Print every line of the data below with no change to wording, numbers or punctuation.
----------
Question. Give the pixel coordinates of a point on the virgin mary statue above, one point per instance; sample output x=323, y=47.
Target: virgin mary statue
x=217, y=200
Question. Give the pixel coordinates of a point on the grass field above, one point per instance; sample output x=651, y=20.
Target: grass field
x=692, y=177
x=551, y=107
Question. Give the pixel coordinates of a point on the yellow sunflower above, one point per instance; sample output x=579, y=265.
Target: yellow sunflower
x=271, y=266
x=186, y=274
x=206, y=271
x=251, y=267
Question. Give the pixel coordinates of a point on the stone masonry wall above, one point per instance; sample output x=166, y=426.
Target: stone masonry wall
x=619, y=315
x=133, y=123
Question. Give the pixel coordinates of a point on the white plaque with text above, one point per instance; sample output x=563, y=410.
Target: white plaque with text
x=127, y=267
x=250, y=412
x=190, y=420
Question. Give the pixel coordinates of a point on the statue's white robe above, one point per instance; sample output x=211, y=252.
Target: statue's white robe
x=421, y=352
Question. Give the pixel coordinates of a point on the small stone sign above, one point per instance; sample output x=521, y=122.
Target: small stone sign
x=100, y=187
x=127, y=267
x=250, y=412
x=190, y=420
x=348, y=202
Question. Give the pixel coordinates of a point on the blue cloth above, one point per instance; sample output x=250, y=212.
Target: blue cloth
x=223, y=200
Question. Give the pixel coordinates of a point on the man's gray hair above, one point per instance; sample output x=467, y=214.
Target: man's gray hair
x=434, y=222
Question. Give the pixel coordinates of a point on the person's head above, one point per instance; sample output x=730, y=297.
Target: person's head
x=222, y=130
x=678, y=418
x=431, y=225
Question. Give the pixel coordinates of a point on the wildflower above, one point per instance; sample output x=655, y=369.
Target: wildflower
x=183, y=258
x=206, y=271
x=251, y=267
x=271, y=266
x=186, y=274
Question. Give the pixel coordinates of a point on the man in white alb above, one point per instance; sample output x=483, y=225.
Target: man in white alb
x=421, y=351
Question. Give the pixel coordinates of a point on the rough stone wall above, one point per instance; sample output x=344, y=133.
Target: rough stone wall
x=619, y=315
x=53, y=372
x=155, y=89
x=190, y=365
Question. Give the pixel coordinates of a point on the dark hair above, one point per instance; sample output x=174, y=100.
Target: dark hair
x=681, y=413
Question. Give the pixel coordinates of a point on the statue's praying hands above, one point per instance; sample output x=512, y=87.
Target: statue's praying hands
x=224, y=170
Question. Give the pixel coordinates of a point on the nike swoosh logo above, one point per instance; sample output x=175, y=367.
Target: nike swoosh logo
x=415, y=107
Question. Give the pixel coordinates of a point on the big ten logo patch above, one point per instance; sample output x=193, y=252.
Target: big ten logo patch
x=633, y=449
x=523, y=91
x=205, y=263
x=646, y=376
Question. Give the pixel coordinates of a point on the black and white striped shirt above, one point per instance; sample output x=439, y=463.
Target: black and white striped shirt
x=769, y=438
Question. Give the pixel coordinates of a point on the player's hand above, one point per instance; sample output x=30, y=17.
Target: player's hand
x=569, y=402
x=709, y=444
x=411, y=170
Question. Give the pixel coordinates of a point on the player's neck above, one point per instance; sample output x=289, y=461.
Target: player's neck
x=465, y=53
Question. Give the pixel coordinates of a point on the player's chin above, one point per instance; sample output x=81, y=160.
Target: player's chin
----------
RESULT OF THE EXERCISE —
Question. Give the pixel coordinates of a point on the virgin mary statue above, one point per instance; sample output x=323, y=47.
Target: virgin mary statue
x=217, y=200
Question. Give the pixel coordinates of a point on the grass field above, one point per instance; sample output x=651, y=20.
Target: grass field
x=692, y=177
x=551, y=107
Question. Give the pixel coordinates of a point on the yellow sunflower above, one point per instance; sample output x=579, y=265.
Target: yellow sunflower
x=271, y=266
x=186, y=274
x=206, y=271
x=251, y=267
Question. Give the pixel coordinates of a point on the stone masonry wall above, one point per instance; sample output x=166, y=426.
Target: stone masonry wall
x=619, y=315
x=133, y=123
Question. Give the pixel coordinates of a point on the white plaque with text above, one point per instance; sample output x=563, y=410.
Target: white plaque with text
x=127, y=267
x=250, y=412
x=190, y=420
Question. Give the pixel coordinates of a point on the statue's white robe above, one point per instance; sample output x=211, y=252.
Target: statue's white robe
x=421, y=352
Question. Give the pixel coordinates of a point on the small stone sign above, one point per instance; sample output x=521, y=122.
Target: small stone sign
x=100, y=187
x=127, y=267
x=250, y=412
x=190, y=420
x=348, y=202
Question. Give the pixel coordinates of a point on the blue cloth above, one point per instance; sample output x=250, y=212.
Target: blue cloth
x=223, y=200
Question. Give the pixel coordinates of a point on the man's gray hair above, one point per instance; sample output x=467, y=214.
Target: man's gray hair
x=434, y=222
Question. Give the pixel coordinates of a point on the person's head above, one point per instance; sample output x=730, y=297.
Target: person's head
x=222, y=130
x=678, y=418
x=431, y=225
Question. Give the pixel coordinates of a point on the wildflower above, one point per instance; sample output x=655, y=369.
Target: wildflower
x=183, y=258
x=206, y=271
x=251, y=267
x=271, y=266
x=186, y=274
Question. Give the pixel coordinates of a point on the man in white alb above, one point per instance; sample output x=483, y=225.
Target: man in white alb
x=421, y=351
Question. Give the pixel coordinates of a point on the rough stone wall above, one point per instance; sample output x=344, y=133.
Target: rough stone wall
x=619, y=315
x=53, y=372
x=155, y=89
x=190, y=365
Question. Give the pixel coordinates of a point on the dark hair above, one point per instance; sample output x=174, y=100.
Target: dark hair
x=681, y=413
Question. Give the pixel coordinates of a point on the statue's praying hands above, one point per instance; sample output x=512, y=87.
Target: statue's praying hands
x=224, y=170
Question. Give the pixel coordinates of a point on the nike swoosh logo above, one point per instance; sample output x=175, y=367.
Target: nike swoosh logo
x=415, y=107
Question. Give the pixel coordinates of a point on the big ten logo patch above, one point per instance; sample output x=193, y=252.
Target: big ten logo patch
x=633, y=449
x=523, y=91
x=205, y=263
x=646, y=376
Question. Give the pixel coordinates of a point on the black and white striped shirt above, one point per instance; sample output x=439, y=463.
Target: black and white striped shirt
x=769, y=438
Question. Give the pixel coordinates of a point on the player's hand above, one point per instance; sample output x=30, y=17.
Target: player's hand
x=569, y=402
x=709, y=444
x=411, y=170
Question. Give the pixel coordinates of a point on the player's neck above, one point per instance; sample output x=289, y=461.
Target: player's neck
x=465, y=53
Question. Give the pixel coordinates of a point on the player's chin above, one point per instance; sample output x=81, y=160.
Target: player's chin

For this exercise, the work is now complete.